____ Excerpt

My neighbour is reconstructing a back garden fence between our semis.
He replaced the original fence some 20 years ago when we were away from home without prior warning. We said nothing.
He has just now built a low wall (3-bricks high) interspersed with wooden fence posts with wooden fence panels atop the bricks, from the bottom of our gardens up to the beginning of his cement patio. This looks nice and I said he could do so when work was in progress – although I was not asked first. The fence running alongside his patio was always a different style to the rest, I believe this is because his cement is right up to my boundary, and exceeded it as his old fence overhung by an inch or so.
My problem is the replacement fence alongside his patio. I have a narrow flower bed my side of the cement and wrote a letter (sent recorded but not collected, and so also hand-delivered) to say I did not want a wall on it, but was happy enough to accommodate half of a new fence post on my land as the long fence panel span had previously collapsed in the middle.
Despite pleas to the workmen the concrete was difficult to break and now the entire fence post is on my side. In fact, with the vegetation now cleared, it seems the wall-fence is on my side also! It is minor I know. But my neighbour has been talking of building an extension on his patio and also complained of a clothes line hook I fixed to his post (my side the boundary).
Of course I am not going to demand he take anything down, but where do I stand?
Suppose I want to build an extension up to our boundary line? Can I take down the patio fence (now attached at one end to my house wall, to be precise my side of the cavity party wall) without his permission?
Can I fix things on the part of his fence post which is on my land/side?
Has my neighbour inadvertently gifted me this wall-fence if it now lies on my land? Who then maintains it?
Although the boundary between the semis is fairly easily measured and a brick count confirms the distance, do I have to do anything to ensure this land remains mine? I would not want my neighbour’s extension wall on my flowerbed and fear it might aggravate noise problems inside the house with our cavity party wall.
Also, I am worried that he might lift the fence panels sometime in the future and continue his wall up to the house, presenting me with a finished job.
Advice please!
Submitted: 2 years ago.
Category: Property Law
Expert:  LondonlawyerJ replied 2 years ago.
LondonlawyerJ :

Hello I am a solicitor with over 15 years experience. I will try to help you with this.

________

The request:
Answer these from the excerpt above:
(a) About how many years ago was the original fence replaced?
(b) How many bricks high is the new low wall?
(c) How many years of experience does the solicitor who replied claim?

____ Dataset extract

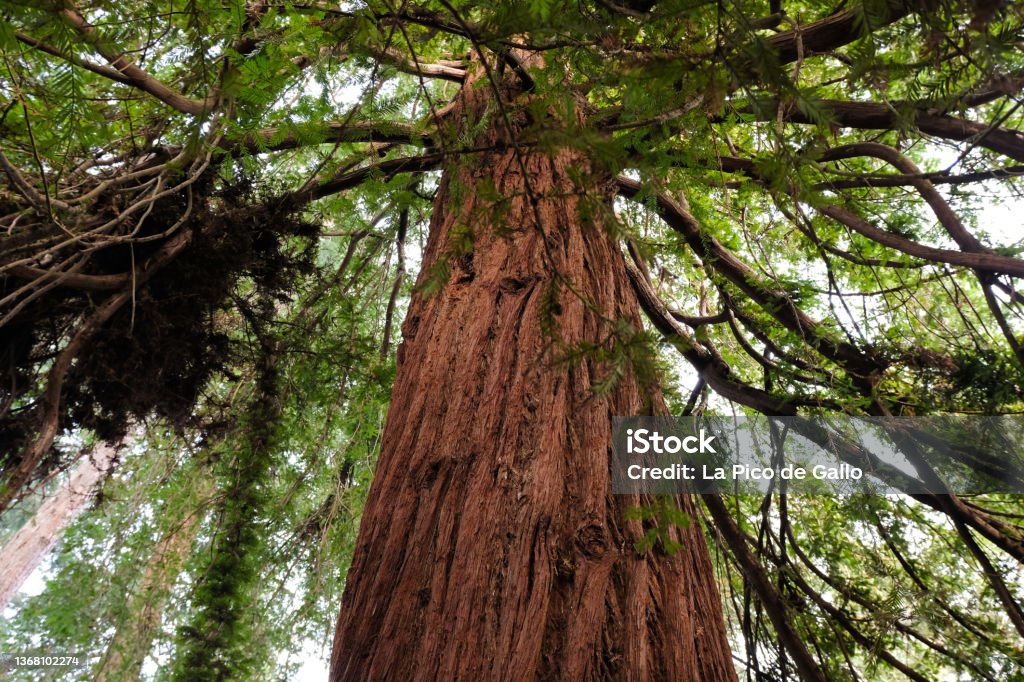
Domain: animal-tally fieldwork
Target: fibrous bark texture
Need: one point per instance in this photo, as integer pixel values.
(492, 547)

________

Answer:
(a) Some 20 years ago.
(b) Three bricks high.
(c) Over 15 years.